- [STATED PROBLEM] Please output each line of the entries below as a JSON list of strings, one string per line, leaving out blank lines.

- [DATA SECTION]
────────────────────

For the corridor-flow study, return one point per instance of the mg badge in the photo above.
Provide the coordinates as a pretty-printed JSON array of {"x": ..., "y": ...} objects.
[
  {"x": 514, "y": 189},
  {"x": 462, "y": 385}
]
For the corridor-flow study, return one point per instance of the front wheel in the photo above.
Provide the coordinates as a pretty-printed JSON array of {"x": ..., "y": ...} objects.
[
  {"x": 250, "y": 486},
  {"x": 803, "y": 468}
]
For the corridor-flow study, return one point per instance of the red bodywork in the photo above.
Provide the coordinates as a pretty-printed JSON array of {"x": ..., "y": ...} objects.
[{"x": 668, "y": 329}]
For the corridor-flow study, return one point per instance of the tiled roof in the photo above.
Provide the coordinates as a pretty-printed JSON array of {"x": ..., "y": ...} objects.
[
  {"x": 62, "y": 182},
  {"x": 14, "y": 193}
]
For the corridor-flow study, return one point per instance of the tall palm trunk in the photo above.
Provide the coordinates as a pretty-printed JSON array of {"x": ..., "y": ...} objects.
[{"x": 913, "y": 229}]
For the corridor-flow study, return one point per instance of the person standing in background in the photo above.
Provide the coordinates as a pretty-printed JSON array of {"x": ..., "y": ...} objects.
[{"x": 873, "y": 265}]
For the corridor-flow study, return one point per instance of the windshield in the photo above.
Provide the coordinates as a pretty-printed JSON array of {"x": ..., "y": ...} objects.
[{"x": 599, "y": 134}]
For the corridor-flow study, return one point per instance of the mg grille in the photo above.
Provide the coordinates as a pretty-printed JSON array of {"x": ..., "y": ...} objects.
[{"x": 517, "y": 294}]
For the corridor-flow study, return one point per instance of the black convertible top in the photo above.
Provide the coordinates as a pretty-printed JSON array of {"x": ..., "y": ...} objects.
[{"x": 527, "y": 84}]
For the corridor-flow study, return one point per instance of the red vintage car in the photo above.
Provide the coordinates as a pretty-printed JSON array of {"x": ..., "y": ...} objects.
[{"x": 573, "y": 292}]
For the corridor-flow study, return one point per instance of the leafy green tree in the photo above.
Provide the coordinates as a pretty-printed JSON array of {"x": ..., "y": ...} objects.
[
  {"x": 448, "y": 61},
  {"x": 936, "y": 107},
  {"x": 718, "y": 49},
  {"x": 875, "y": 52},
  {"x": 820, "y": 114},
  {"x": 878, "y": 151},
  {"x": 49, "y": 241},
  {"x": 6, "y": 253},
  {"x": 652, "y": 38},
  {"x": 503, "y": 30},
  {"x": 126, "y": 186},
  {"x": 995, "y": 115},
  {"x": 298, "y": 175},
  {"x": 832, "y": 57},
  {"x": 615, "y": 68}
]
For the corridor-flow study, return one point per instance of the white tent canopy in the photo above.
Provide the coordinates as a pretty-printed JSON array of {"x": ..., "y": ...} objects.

────────────────────

- [TASK RESPONSE]
[
  "For the corridor-flow study, return one point per instance of the mg badge in the photo above.",
  "Provide the coordinates as a pretty-printed JSON array of {\"x\": ..., \"y\": ...} objects.",
  "[",
  "  {\"x\": 514, \"y\": 189},",
  "  {\"x\": 462, \"y\": 385}",
  "]",
  "For the corridor-flow study, return one point per instance of the front wheel in the photo above.",
  "Provide the coordinates as a pretty-printed JSON array of {\"x\": ..., \"y\": ...} objects.",
  "[",
  "  {\"x\": 250, \"y\": 486},",
  "  {\"x\": 803, \"y\": 468}",
  "]",
  "For the corridor-flow study, return one point per instance of the red bodywork in the photo above.",
  "Provide the coordinates as a pretty-printed JSON array of {\"x\": ..., \"y\": ...} objects.",
  "[{\"x\": 668, \"y\": 329}]",
  "For the corridor-flow study, return one point per instance of the tiled roof in the photo above.",
  "Provide the coordinates as a pretty-printed JSON array of {\"x\": ..., \"y\": ...} objects.",
  "[",
  "  {\"x\": 62, \"y\": 182},",
  "  {\"x\": 14, \"y\": 193}",
  "]",
  "For the corridor-flow study, return one point per instance of the tall palm trunk in the photo above.",
  "Provide the coordinates as a pretty-printed JSON array of {\"x\": ..., \"y\": ...} objects.",
  "[{\"x\": 913, \"y\": 229}]",
  "For the corridor-flow study, return one point per instance of the person standing in background in the photo above.",
  "Provide the coordinates as a pretty-printed JSON array of {\"x\": ..., \"y\": ...} objects.",
  "[{\"x\": 873, \"y\": 265}]",
  "For the corridor-flow study, return one point per instance of the windshield in the photo above.",
  "Provide the coordinates as a pretty-printed JSON array of {\"x\": ..., \"y\": ...} objects.",
  "[{\"x\": 599, \"y\": 134}]",
  "For the corridor-flow study, return one point per instance of the mg grille in the photo above.",
  "Provide the coordinates as a pretty-printed JSON array of {\"x\": ..., \"y\": ...} objects.",
  "[{\"x\": 517, \"y\": 294}]",
  "For the corridor-flow study, return one point per instance of the black convertible top in the photo above.",
  "Provide the coordinates as a pretty-printed JSON array of {\"x\": ..., \"y\": ...} objects.",
  "[{\"x\": 527, \"y\": 84}]",
  "For the corridor-flow study, return one point per instance of the red vintage car in the photo above.",
  "Provide the coordinates as a pretty-printed JSON array of {\"x\": ..., \"y\": ...} objects.",
  "[{\"x\": 573, \"y\": 292}]",
  "For the corridor-flow study, return one point per instance of the leafy green tree in the photo above.",
  "Provide the coordinates as a pretty-printed JSON array of {\"x\": ..., \"y\": ...} objects.",
  "[",
  "  {\"x\": 448, \"y\": 61},",
  "  {\"x\": 936, \"y\": 107},",
  "  {\"x\": 718, \"y\": 49},",
  "  {\"x\": 875, \"y\": 52},",
  "  {\"x\": 820, \"y\": 114},",
  "  {\"x\": 878, \"y\": 151},",
  "  {\"x\": 49, \"y\": 241},",
  "  {\"x\": 6, \"y\": 253},",
  "  {\"x\": 652, \"y\": 38},",
  "  {\"x\": 503, \"y\": 30},",
  "  {\"x\": 126, \"y\": 186},",
  "  {\"x\": 995, \"y\": 115},",
  "  {\"x\": 298, \"y\": 175},",
  "  {\"x\": 832, \"y\": 57},",
  "  {\"x\": 615, \"y\": 68}",
  "]",
  "For the corridor-flow study, return one point per instance of the white tent canopy in the photo above.",
  "Provide the coordinates as a pretty-printed JSON array of {\"x\": ..., \"y\": ...} objects."
]